WRITTEN PROBLEM 1 - Copy the dataset records verbatim from their first line through the line containing "xmin=72 ymin=94 xmax=159 ymax=232". Leave the pictures out of your copy.

DOCUMENT SECTION -
════════════════════
I’d thank you but ‘it hasn’t a thankyou’

and I haven’t words large and clean

enough – the phone’s ringing now...

it wasn’t you . . . and this sentence

if I go on like this is never

going to end as you aren’t with me

nor I with you. I wish I could slice

that bit of the tape and keep it forever

but neither you nor I know how to.’

 

Your naturalness is partly due to the clarity of you style. You do not torture words. Sometimes you experiment with rhyme and punctuation, though. What do you think of those poets who forget about life and focus on the page just for the sake of playing with words?

 

MK. I think playing with words is part of the process of discovering the life of the poem.  And the moment of your own life that brought it into being.  Playing is joyful but, like any game, requires a lot of practice and skill.  When a poem looks dead on the page, it is sometimes because the hand that plays is just fiddling, not playing with the arm, the spine, the whole of one’s being.  When something is done unsuccessfully, the temptation is to ditch the attempt and try something easier where the chance of success is higher: I think in poetry this is often applied to, for example, the use of full rhyme, sustained metaphor, fixed forms and difficult conceits.  And poetry is a game with two players – the writer and reader – whose roles are interchangeable and must be played with equal skill.

 

LV. A poem calls English ‘foster-tongue’, ‘fairy godmother.’ The space of your childhood obviously means much to your poetry. Actually you build many poems on memories of vague beginnings, turned magic by absence now. Where do you feel at home? Tehran – London, stage – poem?

 

MK.   I haven’t been to Tehran since 1986 and, in that time, the Tehran I knew has vanished.  Most of the years I’ve lived in London have been in north London, but about nine years ago I moved to Hackney, which still seems new and odd to me.  I feel most at home, either with people I love, or – at the risk of sounding mystical! – in a more unearthly space somewhere above my head, where a kind of ancestry or memory seems to live –  I don’t mean memory of the past, but of a continuum outside the bounds of history.
════════════════════
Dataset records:
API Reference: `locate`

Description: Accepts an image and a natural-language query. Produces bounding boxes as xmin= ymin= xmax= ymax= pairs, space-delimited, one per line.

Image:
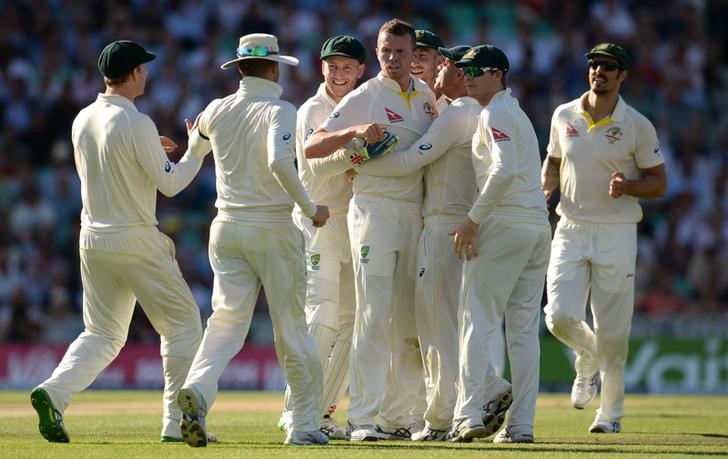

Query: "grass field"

xmin=0 ymin=391 xmax=728 ymax=459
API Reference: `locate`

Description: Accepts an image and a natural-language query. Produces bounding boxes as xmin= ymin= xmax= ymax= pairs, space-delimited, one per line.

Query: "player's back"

xmin=200 ymin=77 xmax=296 ymax=217
xmin=72 ymin=94 xmax=159 ymax=232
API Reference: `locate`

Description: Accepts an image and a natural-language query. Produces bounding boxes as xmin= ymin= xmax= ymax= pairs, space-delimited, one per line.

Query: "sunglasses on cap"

xmin=238 ymin=45 xmax=278 ymax=57
xmin=587 ymin=59 xmax=619 ymax=72
xmin=463 ymin=67 xmax=500 ymax=78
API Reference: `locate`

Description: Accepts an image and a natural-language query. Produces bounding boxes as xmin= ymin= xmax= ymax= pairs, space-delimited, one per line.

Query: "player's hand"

xmin=159 ymin=135 xmax=177 ymax=153
xmin=448 ymin=218 xmax=480 ymax=260
xmin=185 ymin=113 xmax=202 ymax=136
xmin=352 ymin=123 xmax=384 ymax=144
xmin=311 ymin=206 xmax=329 ymax=228
xmin=609 ymin=172 xmax=627 ymax=199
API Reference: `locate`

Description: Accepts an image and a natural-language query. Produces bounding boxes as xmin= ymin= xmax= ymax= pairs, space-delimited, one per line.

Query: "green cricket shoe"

xmin=30 ymin=387 xmax=70 ymax=443
xmin=159 ymin=432 xmax=217 ymax=443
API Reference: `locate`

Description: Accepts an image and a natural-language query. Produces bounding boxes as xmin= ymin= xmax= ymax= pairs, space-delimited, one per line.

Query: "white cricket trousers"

xmin=348 ymin=195 xmax=426 ymax=429
xmin=415 ymin=215 xmax=505 ymax=430
xmin=285 ymin=212 xmax=356 ymax=416
xmin=544 ymin=218 xmax=637 ymax=421
xmin=184 ymin=212 xmax=323 ymax=432
xmin=39 ymin=227 xmax=202 ymax=438
xmin=453 ymin=216 xmax=551 ymax=432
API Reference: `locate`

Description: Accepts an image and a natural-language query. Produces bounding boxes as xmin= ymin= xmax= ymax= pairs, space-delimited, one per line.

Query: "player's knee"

xmin=545 ymin=311 xmax=579 ymax=337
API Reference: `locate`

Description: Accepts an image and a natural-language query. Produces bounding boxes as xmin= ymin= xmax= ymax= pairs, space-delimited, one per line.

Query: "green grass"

xmin=0 ymin=391 xmax=728 ymax=459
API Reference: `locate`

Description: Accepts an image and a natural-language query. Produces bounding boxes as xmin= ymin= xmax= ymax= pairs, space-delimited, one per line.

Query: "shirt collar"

xmin=96 ymin=92 xmax=139 ymax=112
xmin=238 ymin=76 xmax=283 ymax=99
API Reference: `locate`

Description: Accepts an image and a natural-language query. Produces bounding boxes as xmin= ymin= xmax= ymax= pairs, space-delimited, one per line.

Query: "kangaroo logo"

xmin=361 ymin=245 xmax=369 ymax=263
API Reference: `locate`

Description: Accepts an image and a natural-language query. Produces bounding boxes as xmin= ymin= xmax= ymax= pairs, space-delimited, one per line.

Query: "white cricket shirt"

xmin=190 ymin=77 xmax=316 ymax=220
xmin=548 ymin=92 xmax=663 ymax=223
xmin=468 ymin=88 xmax=548 ymax=226
xmin=321 ymin=72 xmax=437 ymax=202
xmin=296 ymin=83 xmax=352 ymax=215
xmin=71 ymin=94 xmax=202 ymax=233
xmin=356 ymin=97 xmax=482 ymax=218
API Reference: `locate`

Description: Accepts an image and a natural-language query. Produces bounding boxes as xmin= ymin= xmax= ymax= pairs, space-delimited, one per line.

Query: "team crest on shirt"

xmin=604 ymin=127 xmax=624 ymax=144
xmin=311 ymin=253 xmax=321 ymax=271
xmin=566 ymin=123 xmax=579 ymax=137
xmin=422 ymin=102 xmax=437 ymax=118
xmin=384 ymin=108 xmax=404 ymax=123
xmin=490 ymin=128 xmax=511 ymax=142
xmin=361 ymin=245 xmax=369 ymax=263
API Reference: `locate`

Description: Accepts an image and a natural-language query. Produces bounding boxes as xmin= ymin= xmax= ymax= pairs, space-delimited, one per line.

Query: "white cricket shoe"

xmin=377 ymin=422 xmax=425 ymax=440
xmin=412 ymin=427 xmax=447 ymax=441
xmin=283 ymin=429 xmax=329 ymax=446
xmin=347 ymin=423 xmax=382 ymax=441
xmin=589 ymin=421 xmax=622 ymax=433
xmin=493 ymin=426 xmax=533 ymax=443
xmin=445 ymin=421 xmax=486 ymax=443
xmin=483 ymin=386 xmax=513 ymax=437
xmin=177 ymin=389 xmax=208 ymax=448
xmin=319 ymin=414 xmax=346 ymax=440
xmin=276 ymin=410 xmax=293 ymax=432
xmin=571 ymin=371 xmax=599 ymax=410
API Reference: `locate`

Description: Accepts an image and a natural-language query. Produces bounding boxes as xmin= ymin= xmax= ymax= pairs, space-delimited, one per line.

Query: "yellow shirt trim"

xmin=581 ymin=110 xmax=612 ymax=132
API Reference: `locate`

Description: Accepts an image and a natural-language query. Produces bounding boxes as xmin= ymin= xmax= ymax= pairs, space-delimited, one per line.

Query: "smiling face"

xmin=435 ymin=59 xmax=466 ymax=99
xmin=410 ymin=47 xmax=442 ymax=89
xmin=589 ymin=56 xmax=627 ymax=95
xmin=321 ymin=56 xmax=364 ymax=102
xmin=377 ymin=32 xmax=414 ymax=90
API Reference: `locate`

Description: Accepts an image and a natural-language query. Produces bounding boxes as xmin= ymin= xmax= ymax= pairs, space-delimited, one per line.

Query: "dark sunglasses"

xmin=463 ymin=67 xmax=498 ymax=78
xmin=587 ymin=59 xmax=619 ymax=72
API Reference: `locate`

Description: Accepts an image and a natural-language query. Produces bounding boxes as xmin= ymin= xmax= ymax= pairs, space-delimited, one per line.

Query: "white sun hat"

xmin=220 ymin=33 xmax=298 ymax=69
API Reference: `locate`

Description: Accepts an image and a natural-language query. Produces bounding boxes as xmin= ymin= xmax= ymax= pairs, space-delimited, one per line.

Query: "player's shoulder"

xmin=624 ymin=102 xmax=655 ymax=130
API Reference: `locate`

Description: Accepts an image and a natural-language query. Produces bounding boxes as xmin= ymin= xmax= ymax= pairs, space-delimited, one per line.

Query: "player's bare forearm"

xmin=303 ymin=123 xmax=384 ymax=159
xmin=541 ymin=155 xmax=561 ymax=199
xmin=609 ymin=164 xmax=667 ymax=199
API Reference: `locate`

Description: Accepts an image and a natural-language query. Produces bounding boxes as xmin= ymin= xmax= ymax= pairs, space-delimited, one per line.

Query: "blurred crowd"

xmin=0 ymin=0 xmax=728 ymax=343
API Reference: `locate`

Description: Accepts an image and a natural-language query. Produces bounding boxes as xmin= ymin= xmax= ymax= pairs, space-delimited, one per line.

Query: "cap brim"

xmin=220 ymin=54 xmax=298 ymax=69
xmin=437 ymin=46 xmax=457 ymax=61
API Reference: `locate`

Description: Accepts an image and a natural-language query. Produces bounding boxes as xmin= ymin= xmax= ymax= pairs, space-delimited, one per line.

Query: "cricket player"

xmin=178 ymin=33 xmax=328 ymax=447
xmin=305 ymin=19 xmax=437 ymax=441
xmin=279 ymin=35 xmax=366 ymax=439
xmin=30 ymin=40 xmax=202 ymax=443
xmin=356 ymin=46 xmax=482 ymax=441
xmin=542 ymin=43 xmax=667 ymax=433
xmin=448 ymin=45 xmax=551 ymax=443
xmin=410 ymin=30 xmax=448 ymax=113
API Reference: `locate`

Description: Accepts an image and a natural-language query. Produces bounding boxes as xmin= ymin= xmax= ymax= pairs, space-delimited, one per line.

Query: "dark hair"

xmin=379 ymin=18 xmax=417 ymax=49
xmin=238 ymin=59 xmax=277 ymax=77
xmin=104 ymin=72 xmax=136 ymax=86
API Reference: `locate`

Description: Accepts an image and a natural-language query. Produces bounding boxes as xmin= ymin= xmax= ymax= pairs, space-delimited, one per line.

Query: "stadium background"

xmin=0 ymin=0 xmax=728 ymax=393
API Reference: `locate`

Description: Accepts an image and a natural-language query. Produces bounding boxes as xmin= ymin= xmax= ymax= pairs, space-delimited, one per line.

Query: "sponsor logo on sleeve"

xmin=422 ymin=102 xmax=437 ymax=118
xmin=311 ymin=253 xmax=321 ymax=271
xmin=361 ymin=245 xmax=369 ymax=263
xmin=490 ymin=128 xmax=511 ymax=142
xmin=604 ymin=127 xmax=624 ymax=144
xmin=384 ymin=108 xmax=404 ymax=123
xmin=566 ymin=123 xmax=579 ymax=137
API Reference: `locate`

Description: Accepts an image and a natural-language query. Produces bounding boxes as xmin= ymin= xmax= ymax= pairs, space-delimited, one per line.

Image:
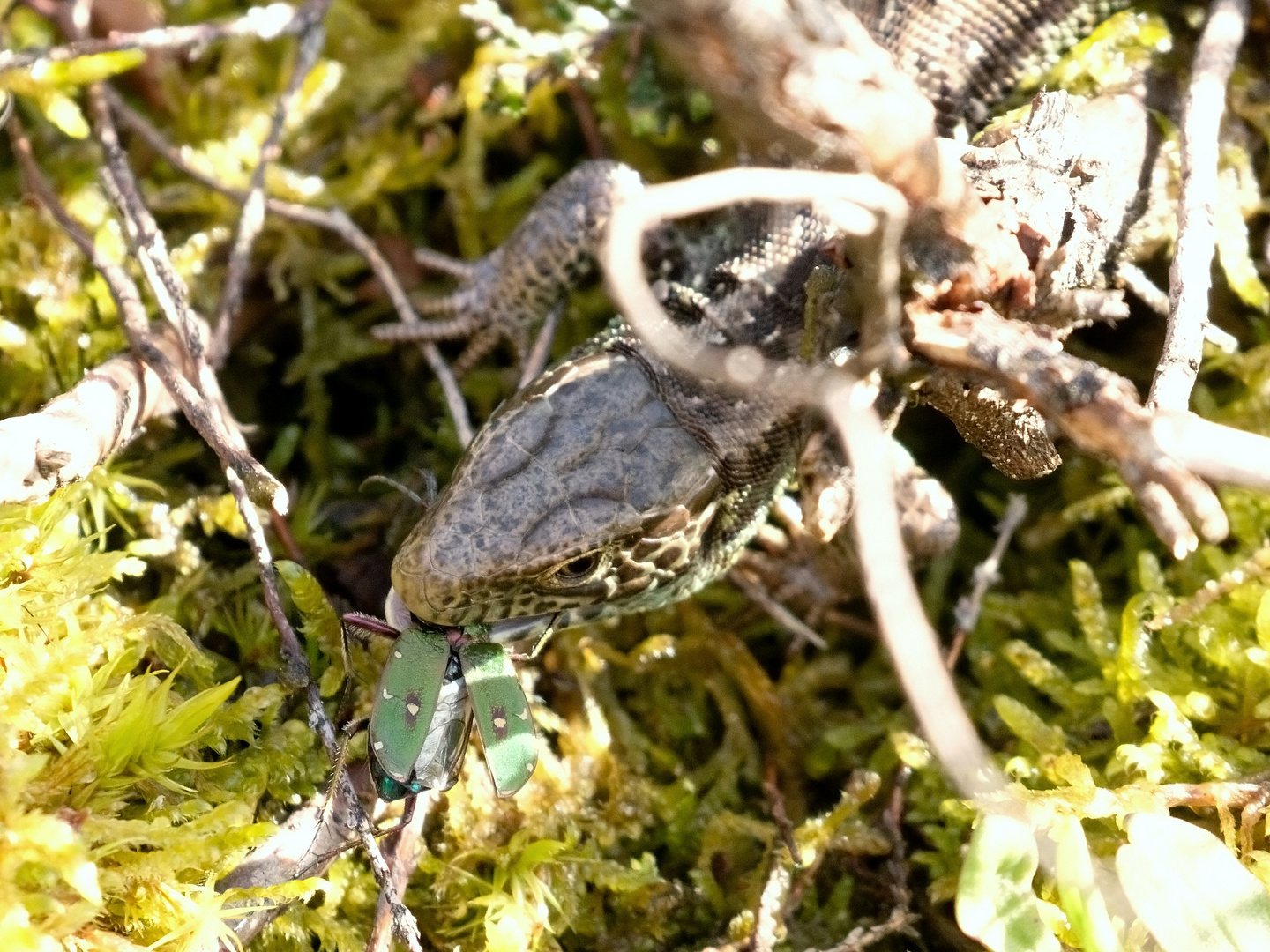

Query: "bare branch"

xmin=601 ymin=169 xmax=1005 ymax=797
xmin=728 ymin=569 xmax=829 ymax=651
xmin=106 ymin=87 xmax=473 ymax=445
xmin=944 ymin=493 xmax=1027 ymax=672
xmin=225 ymin=467 xmax=422 ymax=952
xmin=1147 ymin=0 xmax=1249 ymax=410
xmin=8 ymin=115 xmax=287 ymax=510
xmin=210 ymin=0 xmax=332 ymax=367
xmin=0 ymin=4 xmax=307 ymax=72
xmin=0 ymin=329 xmax=185 ymax=502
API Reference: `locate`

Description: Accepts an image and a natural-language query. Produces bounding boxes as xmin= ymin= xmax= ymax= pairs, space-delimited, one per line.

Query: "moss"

xmin=0 ymin=0 xmax=1270 ymax=951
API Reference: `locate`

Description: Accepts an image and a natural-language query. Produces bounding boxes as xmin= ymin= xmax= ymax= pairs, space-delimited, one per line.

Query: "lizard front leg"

xmin=370 ymin=160 xmax=644 ymax=375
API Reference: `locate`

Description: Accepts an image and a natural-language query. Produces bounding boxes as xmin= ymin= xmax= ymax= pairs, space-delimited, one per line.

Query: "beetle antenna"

xmin=357 ymin=473 xmax=437 ymax=509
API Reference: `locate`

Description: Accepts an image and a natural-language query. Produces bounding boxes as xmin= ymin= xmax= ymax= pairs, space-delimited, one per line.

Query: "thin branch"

xmin=86 ymin=83 xmax=288 ymax=513
xmin=8 ymin=115 xmax=287 ymax=510
xmin=601 ymin=169 xmax=1005 ymax=797
xmin=516 ymin=301 xmax=565 ymax=390
xmin=107 ymin=89 xmax=473 ymax=445
xmin=944 ymin=493 xmax=1027 ymax=672
xmin=0 ymin=329 xmax=184 ymax=502
xmin=366 ymin=807 xmax=429 ymax=952
xmin=826 ymin=906 xmax=917 ymax=952
xmin=823 ymin=384 xmax=1005 ymax=797
xmin=728 ymin=569 xmax=829 ymax=651
xmin=225 ymin=468 xmax=422 ymax=952
xmin=0 ymin=4 xmax=306 ymax=72
xmin=1147 ymin=0 xmax=1249 ymax=410
xmin=211 ymin=0 xmax=332 ymax=367
xmin=1147 ymin=546 xmax=1270 ymax=631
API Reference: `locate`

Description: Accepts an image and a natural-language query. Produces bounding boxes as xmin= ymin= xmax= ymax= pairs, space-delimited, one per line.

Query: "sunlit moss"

xmin=0 ymin=0 xmax=1270 ymax=952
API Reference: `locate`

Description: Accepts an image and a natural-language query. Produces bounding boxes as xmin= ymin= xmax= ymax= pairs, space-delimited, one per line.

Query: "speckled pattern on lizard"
════════════════════
WRITTEN PROBLEM 2 - Carry the poetry interview forward from the last sentence shown.

OUTPUT 1 -
API Reference: `locate`

Description: Accepts an image and a natural-language query. Produces bounding boxes as xmin= ymin= xmax= ymax= pairs, space-delimited, one per line.

Image:

Query: "grass field"

xmin=0 ymin=391 xmax=728 ymax=459
API Reference: `locate`

Description: Accepts an image and a natural-language query. Produces bounding boxes as xmin= ymin= xmax= ymax= pairs, space-delimited, one per line.

Query: "player's back"

xmin=200 ymin=77 xmax=296 ymax=217
xmin=72 ymin=94 xmax=159 ymax=232

OUTPUT 2 -
LV. Entries on Light is a remarkable volume. You love light, you say. I can also feel in every poem a nightful of sorrow, of fear suppressed. Is that wrong? What sets the clock of your poetry ticking if not this hidden wound?

 

MK.   Yes, there is always the hidden face.  The light implies darkness, the wound implies healing.   Unless I have a sense of beauty, something that makes my heart beat even a little bit quicker, I have no impulse to write.  And the hidden face of beauty is sorrow, I guess, the loss and the keeping.

 

LV. You write clearly, forcefully, unafraid of the word or of revealing its burden of true emotion, unafraid to be autobiographical. These are a few of the strong points of your poetry. Lots of poets today run away from autobiographical hints, chasing personae, using masks, speaking for somebody else. Your lyricism is intensely personal. Do you believe poetry should be personal? Eliot wrote and wrote about the impersonality of poetry but ended up in an inferno of boiling personal passions. I for one rejoice at any narrative thread in poetry that relies on the poet’s true self. How about you?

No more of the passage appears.